CONSIGNE 1 >>
Recueillez toutes les lignes ci-dessous qui contiennent la chaîne « dark ».

TEXTE RETENU >>
Quoique nous n’ayons l’histoire du cinquiéme siecle que très-imparfaitement, elle ne laisse pas néanmoins de fournir plusieurs faits très-propres à bien appuyer les conjectures que nous faisons pour expliquer les causes des malheurs surprenans et des succès inesperés de Gondebaud durant le cours de l’année cinq cens.

Deux choses donnoient envie aux Romains, sujets du roi Gondebaud, de changer de maître. La premiere, étoit la religion de ce prince qui faisoit profession publique de l’arianisme. La seconde, le mauvais traitement que les Bourguignons faisoient aux Romains dont ils étoient les hôtes. Or nous allons raporter deux faits qui font ajouter foi à ces deux motifs. Le premier fera voir que quelques mois avant la bataille de Dijon, ce prince avoit ôté à ses sujets catholiques l’esperance de sa conversion, qui jusques-là, pour user de la phrase vulgaire, leur avoit fait prendre patience, et les avoit retenus sous l’obéissance d’un prince hérétique. Nous ferons voir aussi que lorsque Gondebaud fut rétabli, il donnoit, corrigé qu’il avoit été par ses disgraces, toute l’esperance d’une conversion très-prochaine. Le second fait que nous rapporterons, c’est que Gondebaud dès qu’il fût rentré en possession de ses Etats, publia un nouveau code qui mettoit les Romains ses sujets à couvert de la vexation des Bourguignons. N’est-il pas très-probable qu’il avoit promis ce nouveau code aux Romains, afin de les faire rentrer dans ses interêts. Exposons ces faits-là plus au long.

CONSIGNE 2 >>
D'après le texte retenu, quelles sont les deux choses qui donnaient aux Romains sujets du roi Gondebaud l'envie de changer de maître ?

Entrées d'identification d'emplacements >>
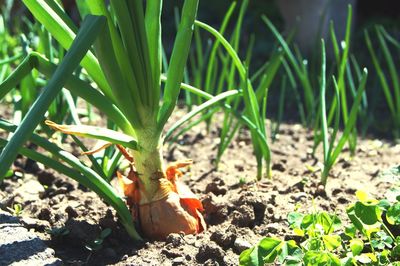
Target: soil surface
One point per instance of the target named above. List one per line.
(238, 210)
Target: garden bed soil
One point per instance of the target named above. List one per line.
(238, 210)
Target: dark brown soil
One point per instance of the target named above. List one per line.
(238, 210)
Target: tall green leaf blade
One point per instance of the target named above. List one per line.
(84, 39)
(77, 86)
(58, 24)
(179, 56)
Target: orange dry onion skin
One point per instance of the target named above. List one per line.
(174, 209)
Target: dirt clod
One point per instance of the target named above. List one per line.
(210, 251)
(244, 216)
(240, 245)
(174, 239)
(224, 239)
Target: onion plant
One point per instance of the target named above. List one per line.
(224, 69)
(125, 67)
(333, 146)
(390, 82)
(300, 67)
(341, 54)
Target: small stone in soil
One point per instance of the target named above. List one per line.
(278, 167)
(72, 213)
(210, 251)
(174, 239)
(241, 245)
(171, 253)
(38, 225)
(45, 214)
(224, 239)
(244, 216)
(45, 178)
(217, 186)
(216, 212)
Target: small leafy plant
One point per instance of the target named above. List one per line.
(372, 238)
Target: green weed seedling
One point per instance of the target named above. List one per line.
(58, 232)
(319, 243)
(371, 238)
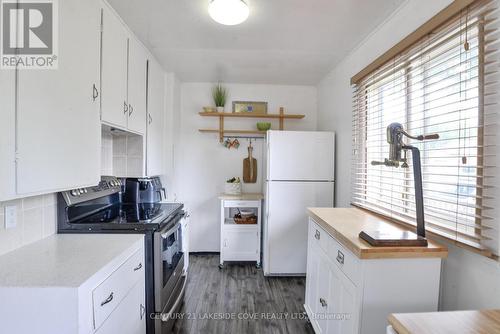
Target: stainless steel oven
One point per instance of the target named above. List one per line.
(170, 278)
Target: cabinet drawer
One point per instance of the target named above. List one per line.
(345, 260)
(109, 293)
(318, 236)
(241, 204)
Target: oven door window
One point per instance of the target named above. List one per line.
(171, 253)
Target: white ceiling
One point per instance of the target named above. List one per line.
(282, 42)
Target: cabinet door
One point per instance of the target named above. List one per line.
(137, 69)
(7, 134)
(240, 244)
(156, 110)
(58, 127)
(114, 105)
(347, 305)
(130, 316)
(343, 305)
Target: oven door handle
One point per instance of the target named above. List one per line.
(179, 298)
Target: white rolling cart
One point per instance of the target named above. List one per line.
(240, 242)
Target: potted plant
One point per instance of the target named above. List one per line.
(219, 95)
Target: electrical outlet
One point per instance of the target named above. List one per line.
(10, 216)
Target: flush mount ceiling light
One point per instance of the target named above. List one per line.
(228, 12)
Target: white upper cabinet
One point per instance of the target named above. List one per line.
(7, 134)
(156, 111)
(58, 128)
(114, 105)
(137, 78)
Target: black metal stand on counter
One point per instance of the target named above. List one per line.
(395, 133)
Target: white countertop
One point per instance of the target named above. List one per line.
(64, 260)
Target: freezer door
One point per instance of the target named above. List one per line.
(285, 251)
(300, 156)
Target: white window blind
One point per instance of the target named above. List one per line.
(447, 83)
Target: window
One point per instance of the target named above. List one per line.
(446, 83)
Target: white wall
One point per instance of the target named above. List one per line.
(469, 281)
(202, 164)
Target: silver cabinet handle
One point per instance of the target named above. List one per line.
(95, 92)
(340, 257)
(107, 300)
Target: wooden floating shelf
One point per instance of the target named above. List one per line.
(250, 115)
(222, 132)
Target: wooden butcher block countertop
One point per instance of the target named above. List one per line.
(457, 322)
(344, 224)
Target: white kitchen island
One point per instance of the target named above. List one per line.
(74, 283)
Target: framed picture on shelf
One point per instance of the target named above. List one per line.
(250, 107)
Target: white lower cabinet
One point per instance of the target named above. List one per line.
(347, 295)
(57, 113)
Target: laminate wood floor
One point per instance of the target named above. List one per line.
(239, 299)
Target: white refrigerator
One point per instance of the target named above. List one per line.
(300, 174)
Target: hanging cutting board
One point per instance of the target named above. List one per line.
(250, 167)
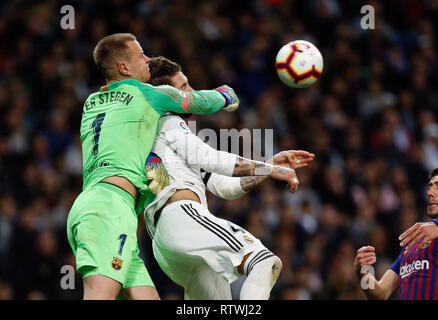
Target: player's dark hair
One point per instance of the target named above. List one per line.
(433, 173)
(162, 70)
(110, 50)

CORRIGÉ 1 >>
Target: dark brown soil
Target: player's dark hair

CORRIGÉ 2 >>
La religion de Gondebaud, qui faisait profession publique de l'arianisme, et le mauvais traitement que les Bourguignons faisaient aux Romains dont ils étaient les hôtes.